Written exercise 1: Please transcribe the lemur article from "And lo and behold, a" up to and including "lemur (Indri indri).".
Written exercise 2: Show each line of the records that contains the word "green".

Document:
****

According to a recent story in Scientific American, “Humans have long been the only mammals known to utilize rhythm to create music.”

When you see a phrase like “have long been,” you know something is going to go south.

And lo and behold, a group of researchers went into the jungles of Madagascar to record, then analyze (not in the jungle, but back in the lab),the calls of the indri lemur (Indri indri).

They collected 636 indri songs from 20 different family groups. Based on the patterns measured, they determined the lemurs have rhythm.

Jack Tamisiea writes in his article, “Although indris and human composers may utilize some similar structures, each likely developed musical abilities on their own.” Fair.

And with the recently concluded COP26 in mind, a fact that he brings up should give us concern: “deforestation and hunting have pushed indris (as well as gibbons) to the brink of extinction. Indris are particularly vulnerable; some experts estimate that as few as 1,000 remain in the wild, and all signs point to that number decreasing as Madagascar’s forests are predicted to decline by as much as 93 percent by 2070.”

However, the first thing that was agreed to at COP26 by 133 countries, with their land masses accounting for 90.07% of the globe’s forests, was a commitment to end and reverse deforestation by 2030. Madagascar is one of the signatories.

Yet the BBC quoted Professor Simon Lewis of University College London, an expert on forests and climate, as saying, “It is good news to have a political commitment to end deforestation from so many countries, and significant funding to move forward on that journey.” (There is a government and corporate commitment of $19.2-billion to be spent on efforts.)

Lewis went on to note, however, that back in 2014 there was a similar declaration “which failed to slow deforestation at all.”

****

Photo object pointing records:
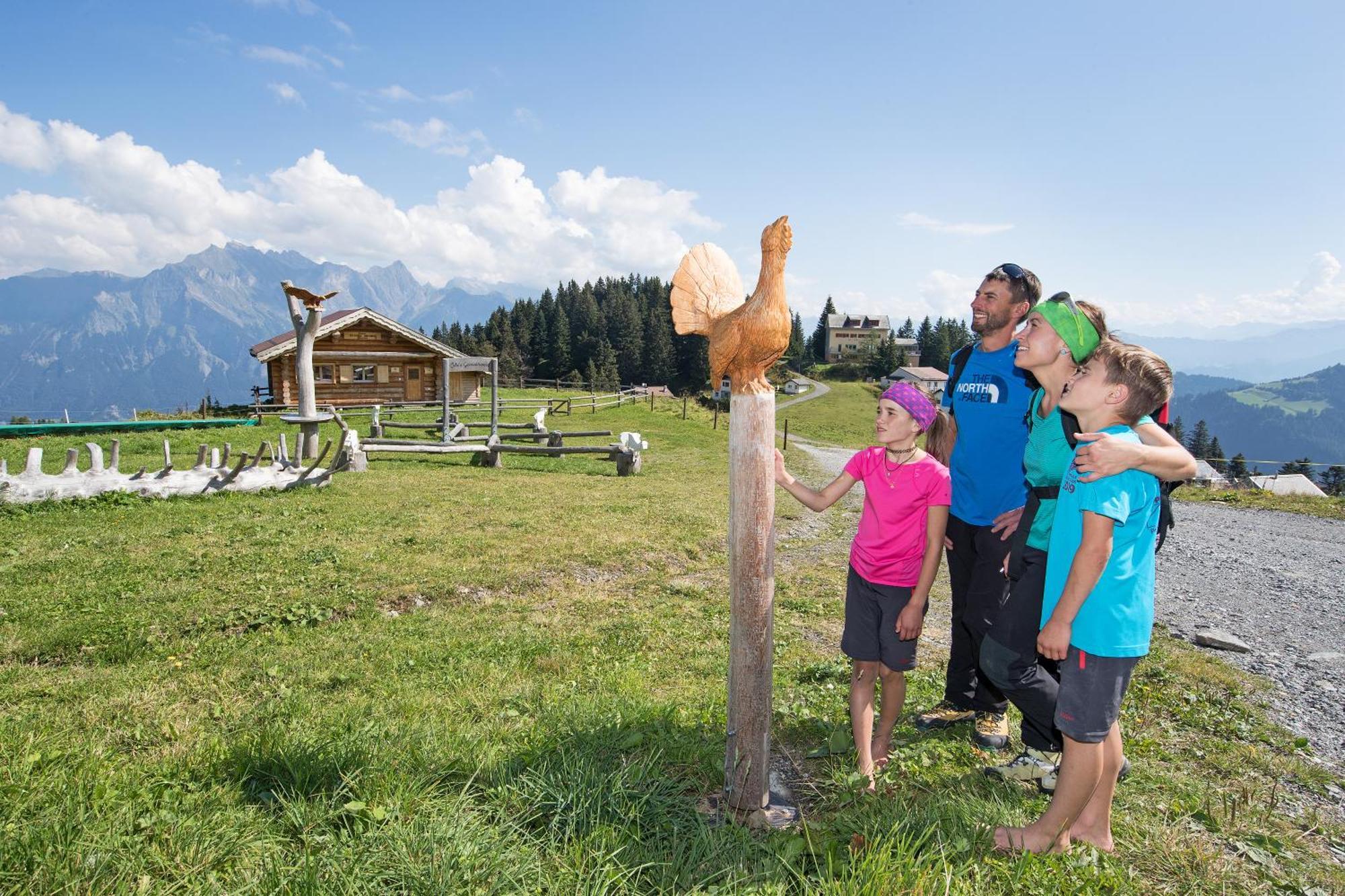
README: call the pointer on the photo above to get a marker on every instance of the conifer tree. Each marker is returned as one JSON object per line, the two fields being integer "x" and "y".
{"x": 1199, "y": 442}
{"x": 820, "y": 333}
{"x": 1217, "y": 455}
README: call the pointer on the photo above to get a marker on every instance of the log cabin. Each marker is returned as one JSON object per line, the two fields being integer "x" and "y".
{"x": 362, "y": 358}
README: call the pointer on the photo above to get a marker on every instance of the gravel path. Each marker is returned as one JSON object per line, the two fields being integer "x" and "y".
{"x": 816, "y": 392}
{"x": 1277, "y": 580}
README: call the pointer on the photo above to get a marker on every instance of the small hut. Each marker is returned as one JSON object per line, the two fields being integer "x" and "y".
{"x": 362, "y": 358}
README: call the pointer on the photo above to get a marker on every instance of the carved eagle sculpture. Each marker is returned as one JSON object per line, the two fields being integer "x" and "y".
{"x": 746, "y": 337}
{"x": 311, "y": 300}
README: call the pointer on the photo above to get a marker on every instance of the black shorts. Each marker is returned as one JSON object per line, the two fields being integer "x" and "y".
{"x": 1091, "y": 689}
{"x": 871, "y": 623}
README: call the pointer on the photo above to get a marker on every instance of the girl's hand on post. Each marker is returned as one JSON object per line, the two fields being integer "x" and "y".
{"x": 911, "y": 620}
{"x": 1105, "y": 455}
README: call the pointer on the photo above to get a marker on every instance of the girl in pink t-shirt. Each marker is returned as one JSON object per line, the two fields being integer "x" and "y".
{"x": 894, "y": 557}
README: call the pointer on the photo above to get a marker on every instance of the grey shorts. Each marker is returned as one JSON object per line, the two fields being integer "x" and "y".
{"x": 1090, "y": 694}
{"x": 871, "y": 623}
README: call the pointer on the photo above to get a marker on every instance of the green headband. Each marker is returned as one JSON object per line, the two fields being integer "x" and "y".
{"x": 1071, "y": 326}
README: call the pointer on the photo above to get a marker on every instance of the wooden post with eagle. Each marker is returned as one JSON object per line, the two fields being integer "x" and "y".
{"x": 306, "y": 333}
{"x": 747, "y": 338}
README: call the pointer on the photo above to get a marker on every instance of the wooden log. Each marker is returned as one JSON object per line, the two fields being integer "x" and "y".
{"x": 424, "y": 448}
{"x": 751, "y": 598}
{"x": 318, "y": 460}
{"x": 568, "y": 450}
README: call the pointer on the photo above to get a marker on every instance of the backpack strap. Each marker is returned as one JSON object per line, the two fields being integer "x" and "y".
{"x": 960, "y": 364}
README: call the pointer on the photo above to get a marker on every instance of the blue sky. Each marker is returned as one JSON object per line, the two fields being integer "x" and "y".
{"x": 1178, "y": 162}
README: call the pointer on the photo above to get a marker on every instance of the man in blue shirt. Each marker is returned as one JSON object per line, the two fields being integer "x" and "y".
{"x": 989, "y": 404}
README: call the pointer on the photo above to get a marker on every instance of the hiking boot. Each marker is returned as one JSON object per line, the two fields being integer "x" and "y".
{"x": 1048, "y": 783}
{"x": 992, "y": 731}
{"x": 1031, "y": 764}
{"x": 942, "y": 716}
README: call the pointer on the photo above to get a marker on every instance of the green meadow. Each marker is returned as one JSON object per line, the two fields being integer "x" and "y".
{"x": 443, "y": 678}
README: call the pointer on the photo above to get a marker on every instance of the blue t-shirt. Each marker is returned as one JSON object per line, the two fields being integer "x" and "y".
{"x": 991, "y": 405}
{"x": 1118, "y": 616}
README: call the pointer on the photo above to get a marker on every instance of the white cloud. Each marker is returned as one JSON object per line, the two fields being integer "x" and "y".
{"x": 1319, "y": 295}
{"x": 286, "y": 93}
{"x": 397, "y": 93}
{"x": 925, "y": 222}
{"x": 283, "y": 57}
{"x": 454, "y": 96}
{"x": 134, "y": 210}
{"x": 435, "y": 135}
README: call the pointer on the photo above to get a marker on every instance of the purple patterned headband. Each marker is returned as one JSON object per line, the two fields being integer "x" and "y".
{"x": 915, "y": 403}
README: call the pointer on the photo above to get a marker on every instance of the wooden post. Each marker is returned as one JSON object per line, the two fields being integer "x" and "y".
{"x": 446, "y": 434}
{"x": 751, "y": 598}
{"x": 496, "y": 397}
{"x": 746, "y": 339}
{"x": 306, "y": 331}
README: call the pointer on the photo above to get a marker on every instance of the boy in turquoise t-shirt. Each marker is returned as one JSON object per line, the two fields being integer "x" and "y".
{"x": 1098, "y": 608}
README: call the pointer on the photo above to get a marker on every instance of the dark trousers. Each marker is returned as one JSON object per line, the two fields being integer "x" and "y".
{"x": 1009, "y": 655}
{"x": 978, "y": 589}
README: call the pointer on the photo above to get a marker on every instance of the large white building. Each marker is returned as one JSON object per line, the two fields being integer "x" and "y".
{"x": 848, "y": 335}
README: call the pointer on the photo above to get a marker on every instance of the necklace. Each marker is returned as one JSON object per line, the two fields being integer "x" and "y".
{"x": 890, "y": 471}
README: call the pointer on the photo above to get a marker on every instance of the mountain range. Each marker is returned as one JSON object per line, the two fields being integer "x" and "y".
{"x": 100, "y": 343}
{"x": 1274, "y": 421}
{"x": 1253, "y": 353}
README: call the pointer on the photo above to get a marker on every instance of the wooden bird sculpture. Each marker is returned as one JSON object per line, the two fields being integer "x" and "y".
{"x": 750, "y": 335}
{"x": 311, "y": 300}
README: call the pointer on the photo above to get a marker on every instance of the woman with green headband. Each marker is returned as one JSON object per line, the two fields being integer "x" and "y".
{"x": 1055, "y": 338}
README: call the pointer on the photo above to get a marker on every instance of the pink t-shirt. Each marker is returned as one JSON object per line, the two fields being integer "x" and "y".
{"x": 890, "y": 546}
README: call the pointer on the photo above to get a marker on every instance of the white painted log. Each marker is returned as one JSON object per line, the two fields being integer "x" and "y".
{"x": 33, "y": 485}
{"x": 751, "y": 598}
{"x": 633, "y": 442}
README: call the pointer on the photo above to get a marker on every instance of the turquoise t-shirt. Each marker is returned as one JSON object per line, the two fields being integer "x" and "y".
{"x": 1044, "y": 463}
{"x": 1118, "y": 616}
{"x": 987, "y": 463}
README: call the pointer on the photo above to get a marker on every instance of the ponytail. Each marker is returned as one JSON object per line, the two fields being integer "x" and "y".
{"x": 941, "y": 435}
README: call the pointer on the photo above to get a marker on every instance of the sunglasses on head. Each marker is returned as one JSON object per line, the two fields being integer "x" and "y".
{"x": 1065, "y": 298}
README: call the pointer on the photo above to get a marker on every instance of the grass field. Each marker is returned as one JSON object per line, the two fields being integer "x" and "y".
{"x": 1312, "y": 506}
{"x": 841, "y": 417}
{"x": 435, "y": 677}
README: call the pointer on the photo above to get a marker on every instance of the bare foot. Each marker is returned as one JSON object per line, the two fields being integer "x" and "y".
{"x": 1030, "y": 840}
{"x": 1100, "y": 838}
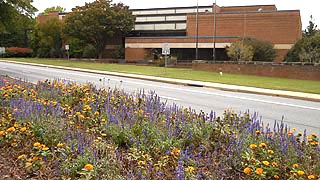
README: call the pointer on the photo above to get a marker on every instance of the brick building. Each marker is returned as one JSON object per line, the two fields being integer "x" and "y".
{"x": 177, "y": 27}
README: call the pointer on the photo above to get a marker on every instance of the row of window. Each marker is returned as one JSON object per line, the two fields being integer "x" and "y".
{"x": 171, "y": 11}
{"x": 161, "y": 18}
{"x": 154, "y": 27}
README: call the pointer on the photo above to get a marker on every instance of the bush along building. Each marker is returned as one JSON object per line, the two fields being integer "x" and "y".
{"x": 200, "y": 32}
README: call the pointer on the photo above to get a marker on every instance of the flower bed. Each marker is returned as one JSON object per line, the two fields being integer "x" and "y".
{"x": 62, "y": 130}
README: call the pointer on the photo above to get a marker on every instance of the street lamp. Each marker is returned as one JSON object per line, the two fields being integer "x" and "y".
{"x": 197, "y": 31}
{"x": 214, "y": 31}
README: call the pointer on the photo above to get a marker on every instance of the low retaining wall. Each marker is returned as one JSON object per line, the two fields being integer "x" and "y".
{"x": 305, "y": 72}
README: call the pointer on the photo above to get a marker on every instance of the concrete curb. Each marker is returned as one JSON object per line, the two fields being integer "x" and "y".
{"x": 226, "y": 87}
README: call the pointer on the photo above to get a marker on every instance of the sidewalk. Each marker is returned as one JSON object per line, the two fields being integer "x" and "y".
{"x": 227, "y": 87}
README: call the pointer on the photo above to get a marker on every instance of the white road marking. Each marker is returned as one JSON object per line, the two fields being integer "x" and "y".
{"x": 200, "y": 92}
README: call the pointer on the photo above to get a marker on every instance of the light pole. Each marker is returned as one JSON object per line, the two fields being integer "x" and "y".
{"x": 214, "y": 31}
{"x": 197, "y": 31}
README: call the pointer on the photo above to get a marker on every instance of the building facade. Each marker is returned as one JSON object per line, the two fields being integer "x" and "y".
{"x": 183, "y": 29}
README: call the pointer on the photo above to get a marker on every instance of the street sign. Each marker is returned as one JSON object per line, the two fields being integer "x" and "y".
{"x": 2, "y": 50}
{"x": 165, "y": 49}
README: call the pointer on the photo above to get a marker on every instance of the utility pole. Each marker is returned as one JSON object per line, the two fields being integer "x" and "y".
{"x": 214, "y": 31}
{"x": 197, "y": 31}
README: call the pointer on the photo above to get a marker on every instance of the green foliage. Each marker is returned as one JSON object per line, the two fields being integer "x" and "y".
{"x": 89, "y": 51}
{"x": 97, "y": 22}
{"x": 263, "y": 50}
{"x": 311, "y": 29}
{"x": 47, "y": 38}
{"x": 306, "y": 49}
{"x": 54, "y": 8}
{"x": 239, "y": 51}
{"x": 10, "y": 9}
{"x": 118, "y": 52}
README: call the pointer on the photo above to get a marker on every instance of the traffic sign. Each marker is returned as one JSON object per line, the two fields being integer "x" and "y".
{"x": 165, "y": 49}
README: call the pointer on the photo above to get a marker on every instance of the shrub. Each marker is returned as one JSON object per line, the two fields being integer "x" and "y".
{"x": 18, "y": 52}
{"x": 89, "y": 51}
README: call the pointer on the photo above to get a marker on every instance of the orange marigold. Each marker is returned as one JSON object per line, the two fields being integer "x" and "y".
{"x": 300, "y": 173}
{"x": 259, "y": 171}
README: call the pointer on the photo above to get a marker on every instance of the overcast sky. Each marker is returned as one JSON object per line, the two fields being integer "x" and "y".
{"x": 306, "y": 7}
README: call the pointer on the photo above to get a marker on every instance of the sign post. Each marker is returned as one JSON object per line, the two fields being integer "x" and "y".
{"x": 165, "y": 52}
{"x": 2, "y": 51}
{"x": 67, "y": 47}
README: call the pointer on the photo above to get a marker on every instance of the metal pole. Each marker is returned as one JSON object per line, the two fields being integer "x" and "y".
{"x": 214, "y": 31}
{"x": 197, "y": 31}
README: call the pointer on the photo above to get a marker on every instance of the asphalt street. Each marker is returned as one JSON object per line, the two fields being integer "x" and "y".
{"x": 300, "y": 114}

****

Written response 1:
And lo and behold, a group of researchers went into the jungles of Madagascar to record, then analyze (not in the jungle, but back in the lab),the calls of the indri lemur (Indri indri).

Written response 2:
README: call the pointer on the photo above to get a marker on every instance of the green headband. Each marker is returned as one JSON object per line, the two fields being integer "x" and "y".
README: call the pointer on the photo above to get a marker on every instance of the green meadow. Each marker is returned as one JSON object per line, the two fields being integer "x" and "y".
README: call the pointer on the photo above to get a marker on every instance of the woman with green headband. Each marker is returned as one JSON object per line, the two fields being integer "x" and "y".
README: call the pointer on the photo above to get a marker on every instance of the green foliage. Each marker is returned as one JSON object per line, the two fields being integer "x" and "y".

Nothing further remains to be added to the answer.